PROVIDED DATA section start
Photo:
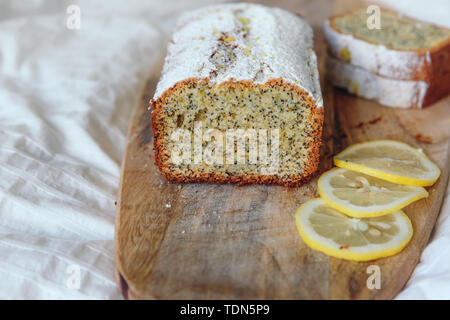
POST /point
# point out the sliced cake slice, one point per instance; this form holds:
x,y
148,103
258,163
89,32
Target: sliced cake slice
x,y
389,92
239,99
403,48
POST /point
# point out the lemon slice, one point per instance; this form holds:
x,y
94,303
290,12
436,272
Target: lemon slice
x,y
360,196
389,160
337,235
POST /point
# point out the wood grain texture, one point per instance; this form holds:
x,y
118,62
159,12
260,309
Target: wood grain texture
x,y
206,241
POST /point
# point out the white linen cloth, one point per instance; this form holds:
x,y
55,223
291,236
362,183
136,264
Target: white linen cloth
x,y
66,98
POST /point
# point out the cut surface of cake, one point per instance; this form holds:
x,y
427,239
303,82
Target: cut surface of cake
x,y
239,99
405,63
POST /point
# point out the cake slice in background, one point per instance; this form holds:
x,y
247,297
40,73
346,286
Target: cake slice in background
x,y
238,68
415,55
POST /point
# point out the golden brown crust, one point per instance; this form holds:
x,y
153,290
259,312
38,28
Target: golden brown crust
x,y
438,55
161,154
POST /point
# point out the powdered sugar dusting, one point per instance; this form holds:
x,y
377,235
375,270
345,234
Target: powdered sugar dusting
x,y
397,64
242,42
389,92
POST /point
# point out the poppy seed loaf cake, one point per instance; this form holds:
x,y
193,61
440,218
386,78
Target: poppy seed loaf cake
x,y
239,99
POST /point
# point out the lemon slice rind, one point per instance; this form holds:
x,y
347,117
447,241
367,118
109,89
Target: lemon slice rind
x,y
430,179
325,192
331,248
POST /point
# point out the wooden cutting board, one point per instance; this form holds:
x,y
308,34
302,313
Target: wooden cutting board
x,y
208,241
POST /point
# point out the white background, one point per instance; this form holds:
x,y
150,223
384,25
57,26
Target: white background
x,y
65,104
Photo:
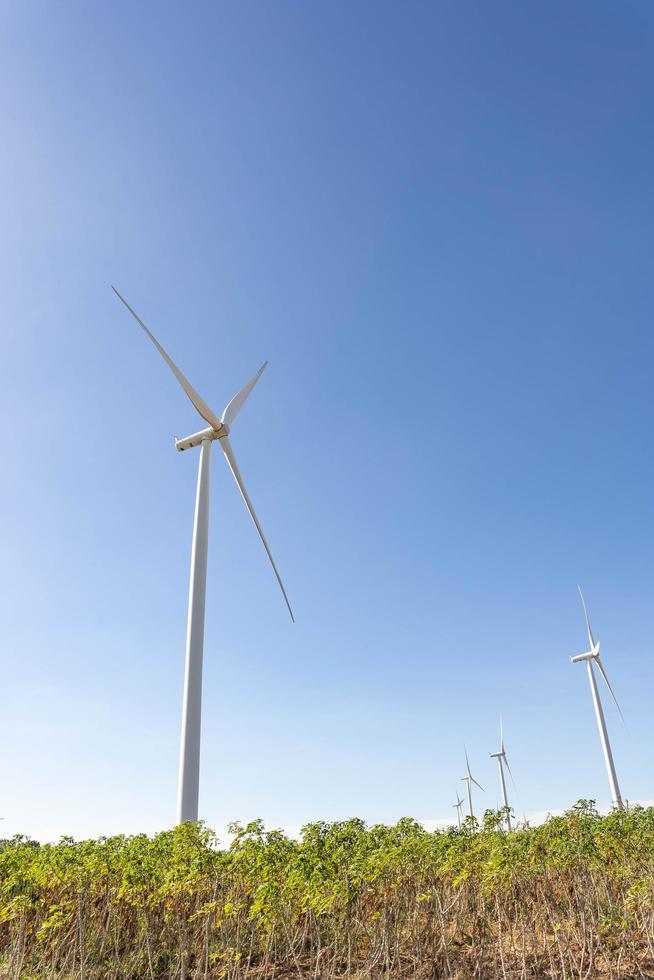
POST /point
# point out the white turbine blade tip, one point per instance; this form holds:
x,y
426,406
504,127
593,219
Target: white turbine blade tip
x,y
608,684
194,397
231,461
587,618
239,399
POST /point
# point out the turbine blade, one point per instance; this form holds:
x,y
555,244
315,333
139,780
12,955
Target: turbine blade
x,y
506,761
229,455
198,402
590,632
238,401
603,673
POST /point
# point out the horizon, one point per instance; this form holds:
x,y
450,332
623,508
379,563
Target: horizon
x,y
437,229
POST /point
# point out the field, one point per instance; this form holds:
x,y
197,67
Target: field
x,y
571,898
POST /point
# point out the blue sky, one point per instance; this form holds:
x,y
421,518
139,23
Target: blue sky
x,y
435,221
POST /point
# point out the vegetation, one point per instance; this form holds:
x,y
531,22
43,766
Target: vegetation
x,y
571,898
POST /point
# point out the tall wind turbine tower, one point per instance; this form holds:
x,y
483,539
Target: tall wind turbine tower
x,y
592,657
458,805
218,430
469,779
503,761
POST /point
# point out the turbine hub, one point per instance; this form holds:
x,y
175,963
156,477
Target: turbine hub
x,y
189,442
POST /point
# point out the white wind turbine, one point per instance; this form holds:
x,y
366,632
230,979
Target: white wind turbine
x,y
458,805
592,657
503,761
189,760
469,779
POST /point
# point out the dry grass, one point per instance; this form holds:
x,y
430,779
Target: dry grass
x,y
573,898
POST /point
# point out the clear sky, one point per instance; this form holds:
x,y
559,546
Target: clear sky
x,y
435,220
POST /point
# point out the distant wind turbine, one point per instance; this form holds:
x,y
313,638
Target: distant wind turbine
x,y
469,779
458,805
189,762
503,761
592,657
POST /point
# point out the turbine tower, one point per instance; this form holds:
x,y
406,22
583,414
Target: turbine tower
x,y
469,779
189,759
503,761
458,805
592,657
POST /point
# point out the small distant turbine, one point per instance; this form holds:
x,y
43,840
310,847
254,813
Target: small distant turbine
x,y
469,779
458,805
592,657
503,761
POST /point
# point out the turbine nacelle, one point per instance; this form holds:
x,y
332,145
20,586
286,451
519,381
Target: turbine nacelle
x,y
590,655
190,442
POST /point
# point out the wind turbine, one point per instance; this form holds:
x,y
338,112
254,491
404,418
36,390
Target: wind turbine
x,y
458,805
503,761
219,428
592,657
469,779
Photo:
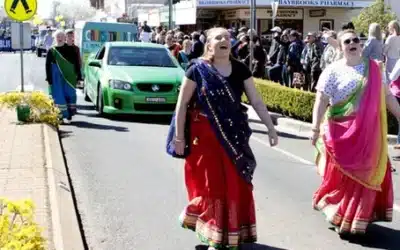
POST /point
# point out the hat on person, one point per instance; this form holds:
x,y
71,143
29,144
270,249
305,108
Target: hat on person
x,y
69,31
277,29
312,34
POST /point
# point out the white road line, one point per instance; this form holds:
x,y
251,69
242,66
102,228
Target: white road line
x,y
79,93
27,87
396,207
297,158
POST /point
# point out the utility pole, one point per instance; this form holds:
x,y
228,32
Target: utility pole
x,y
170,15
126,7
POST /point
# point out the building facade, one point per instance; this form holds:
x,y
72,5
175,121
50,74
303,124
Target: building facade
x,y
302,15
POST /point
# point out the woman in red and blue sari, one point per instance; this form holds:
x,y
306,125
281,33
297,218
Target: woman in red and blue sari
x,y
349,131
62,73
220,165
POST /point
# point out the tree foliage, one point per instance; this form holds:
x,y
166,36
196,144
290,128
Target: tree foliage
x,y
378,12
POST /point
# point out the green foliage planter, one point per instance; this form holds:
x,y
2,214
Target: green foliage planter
PROVIDED DATA section end
Scan the data above and copy every line with "planter" in it.

# point out the green foliage planter, one point per instance; this form holds:
Target: green foliage planter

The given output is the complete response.